[YOUR ASSIGNMENT]: Every entry must be transcribed exactly as written.

[RECORDS FOR THE EXERCISE]:
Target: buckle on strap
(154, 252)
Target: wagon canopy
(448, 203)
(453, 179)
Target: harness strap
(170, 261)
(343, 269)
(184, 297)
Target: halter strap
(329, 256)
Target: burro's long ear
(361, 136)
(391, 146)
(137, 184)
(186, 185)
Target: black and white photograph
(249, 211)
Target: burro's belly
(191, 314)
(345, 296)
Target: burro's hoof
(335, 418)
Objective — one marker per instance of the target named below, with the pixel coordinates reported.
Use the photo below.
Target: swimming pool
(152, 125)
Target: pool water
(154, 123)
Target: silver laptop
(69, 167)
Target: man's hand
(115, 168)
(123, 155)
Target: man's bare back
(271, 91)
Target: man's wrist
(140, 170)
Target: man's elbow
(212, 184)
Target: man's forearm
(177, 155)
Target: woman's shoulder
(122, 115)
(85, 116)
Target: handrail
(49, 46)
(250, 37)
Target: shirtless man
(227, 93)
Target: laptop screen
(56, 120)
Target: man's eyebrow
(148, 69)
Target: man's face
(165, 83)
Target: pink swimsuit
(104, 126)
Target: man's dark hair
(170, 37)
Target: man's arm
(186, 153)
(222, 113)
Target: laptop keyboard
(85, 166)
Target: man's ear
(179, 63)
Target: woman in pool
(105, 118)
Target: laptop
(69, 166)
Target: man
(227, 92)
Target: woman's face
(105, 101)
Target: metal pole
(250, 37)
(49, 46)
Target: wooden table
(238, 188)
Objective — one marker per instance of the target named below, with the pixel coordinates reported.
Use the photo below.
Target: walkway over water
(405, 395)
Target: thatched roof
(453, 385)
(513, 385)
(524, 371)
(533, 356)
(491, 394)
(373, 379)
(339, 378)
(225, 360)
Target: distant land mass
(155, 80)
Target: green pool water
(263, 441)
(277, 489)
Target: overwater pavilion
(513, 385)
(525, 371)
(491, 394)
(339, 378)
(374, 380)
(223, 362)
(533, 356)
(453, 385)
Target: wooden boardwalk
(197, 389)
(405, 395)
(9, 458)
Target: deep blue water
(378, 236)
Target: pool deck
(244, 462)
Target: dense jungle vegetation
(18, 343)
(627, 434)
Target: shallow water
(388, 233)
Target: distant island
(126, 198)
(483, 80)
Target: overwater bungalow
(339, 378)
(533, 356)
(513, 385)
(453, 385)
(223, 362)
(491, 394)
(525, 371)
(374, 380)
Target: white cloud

[COMPLETED TASK]:
Target: buckle on strap
(154, 252)
Target: wagon canopy
(448, 203)
(453, 179)
Target: harness strap
(170, 261)
(343, 269)
(184, 297)
Target: halter strap
(329, 256)
Target: burro's long ear
(361, 136)
(391, 146)
(137, 184)
(186, 185)
Target: black and white photograph
(249, 211)
Target: burro's belly
(191, 314)
(345, 296)
Target: burro's hoof
(335, 418)
Objective — one marker per instance of the target named below, with the pixel coordinates reported.
Use the photo below.
Target: swimming pool
(152, 125)
Target: pool water
(154, 123)
Target: silver laptop
(69, 167)
Target: man's hand
(115, 168)
(123, 155)
Target: man's bare back
(271, 91)
Target: man's wrist
(140, 170)
Target: man's elbow
(212, 184)
Target: man's forearm
(177, 155)
Target: woman's shoulder
(122, 115)
(85, 116)
Target: handrail
(49, 46)
(250, 37)
Target: shirtless man
(227, 93)
Target: laptop screen
(56, 120)
Target: man's eyebrow
(148, 69)
Target: man's face
(165, 83)
Target: pink swimsuit
(104, 126)
Target: man's dark hair
(170, 37)
Target: man's arm
(186, 153)
(222, 113)
Target: laptop keyboard
(85, 166)
Target: man's ear
(179, 63)
Target: woman in pool
(105, 118)
Target: laptop
(69, 166)
Target: man
(227, 92)
Target: woman's face
(105, 101)
Target: metal pole
(250, 37)
(49, 46)
Target: wooden table
(238, 188)
Objective — one marker per instance of the target named below, with the pixel coordinates reported.
Use the photo below.
Target: walkway over water
(405, 395)
Target: thatched roof
(453, 385)
(513, 385)
(524, 371)
(533, 356)
(491, 394)
(373, 379)
(339, 378)
(225, 360)
Target: distant land mass
(155, 80)
Target: green pool water
(263, 441)
(277, 489)
Target: overwater pavilion
(513, 385)
(525, 371)
(491, 394)
(339, 378)
(374, 380)
(223, 362)
(533, 356)
(453, 385)
Target: wooden boardwalk
(197, 389)
(405, 395)
(9, 458)
Target: deep blue water
(378, 236)
Target: pool deck
(244, 462)
Target: dense jungle vegetation
(18, 343)
(627, 434)
Target: shallow water
(388, 233)
Target: distant island
(126, 198)
(483, 80)
Target: overwater bungalow
(339, 378)
(533, 356)
(513, 385)
(453, 385)
(223, 362)
(491, 394)
(525, 371)
(374, 380)
Target: white cloud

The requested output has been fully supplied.